→ **RECORDS TO PROCESS**:
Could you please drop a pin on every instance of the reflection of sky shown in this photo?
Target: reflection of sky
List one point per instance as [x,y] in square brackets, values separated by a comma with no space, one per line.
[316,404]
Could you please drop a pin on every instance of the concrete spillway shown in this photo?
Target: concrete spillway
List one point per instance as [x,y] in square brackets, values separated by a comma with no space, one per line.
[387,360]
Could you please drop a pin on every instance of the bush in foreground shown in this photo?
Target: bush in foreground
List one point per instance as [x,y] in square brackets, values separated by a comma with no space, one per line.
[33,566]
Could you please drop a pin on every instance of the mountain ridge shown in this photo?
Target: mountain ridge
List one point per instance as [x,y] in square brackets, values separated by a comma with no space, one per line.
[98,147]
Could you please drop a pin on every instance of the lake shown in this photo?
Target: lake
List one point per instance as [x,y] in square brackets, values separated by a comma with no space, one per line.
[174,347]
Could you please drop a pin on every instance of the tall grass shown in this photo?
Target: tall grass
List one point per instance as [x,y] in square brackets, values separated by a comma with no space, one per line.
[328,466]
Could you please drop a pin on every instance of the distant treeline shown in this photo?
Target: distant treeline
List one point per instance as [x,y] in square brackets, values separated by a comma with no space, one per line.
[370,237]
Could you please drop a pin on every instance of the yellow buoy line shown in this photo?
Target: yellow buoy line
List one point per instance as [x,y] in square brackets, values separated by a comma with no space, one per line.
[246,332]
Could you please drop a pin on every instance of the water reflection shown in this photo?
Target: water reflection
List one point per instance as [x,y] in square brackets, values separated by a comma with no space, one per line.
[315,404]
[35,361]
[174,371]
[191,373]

→ **WHAT TO PRODUCE**:
Revise the listing above by changing every "drop a pin on" to "place a marker on", leaving everything else as it is.

→ **RESPONSE TO THIS TASK**:
Could you please place a marker on every instance of the reflection of sky shown in this photo?
Target: reflection of sky
List one point per instance as [x,y] in square brackets, values separated by a comma with no space, one per line.
[316,404]
Could you please place a marker on every instance of the concrete spillway shown in this photo?
Target: concrete spillway
List one point per instance as [x,y] in square brackets, values separated by a comma with no space, one per line.
[387,360]
Could you please place a marker on every instance of the bush in foreground shown in this photo?
Target: bush in foreground
List one point per instance as [x,y] in square brackets, values separated by a comma with no space, one per line.
[33,566]
Could you please place a marker on every instance of the mountain ridge shown in this photo?
Target: mountain ridge
List one point per instance as [x,y] in square brackets, values separated by a comma with no space, one per line.
[98,147]
Could you please place a marker on every instance of the lake shown in this photo?
Target: lake
List one point per instance as [x,y] in square brackets, values separated by a comma with no space, one per line.
[174,347]
Could you please place a marker on every instance of the tall grass shown in this photo?
Target: tall grass
List one point per instance as [x,y] in square brackets, values separated by a comma with no space, one per line.
[328,466]
Could you please place a marker on every instance of the distant treeline shown in this photo?
Target: distant treeline
List one point per instance as [x,y] in square brackets, values separated by a comma with no space, one per line.
[370,237]
Could you please place a marker on every instance of the yellow buoy line shown in this photo?
Target: yellow buoy line
List one point per instance as [x,y] in square brackets, values separated by a comma with no space, one per line.
[246,332]
Could you please place a marker on every instance of the water reflection shown in this photo?
Target: water reflection
List one point per instance as [x,y] in square brackets, values separated by a comma with no space, one per line.
[315,404]
[35,361]
[174,371]
[191,373]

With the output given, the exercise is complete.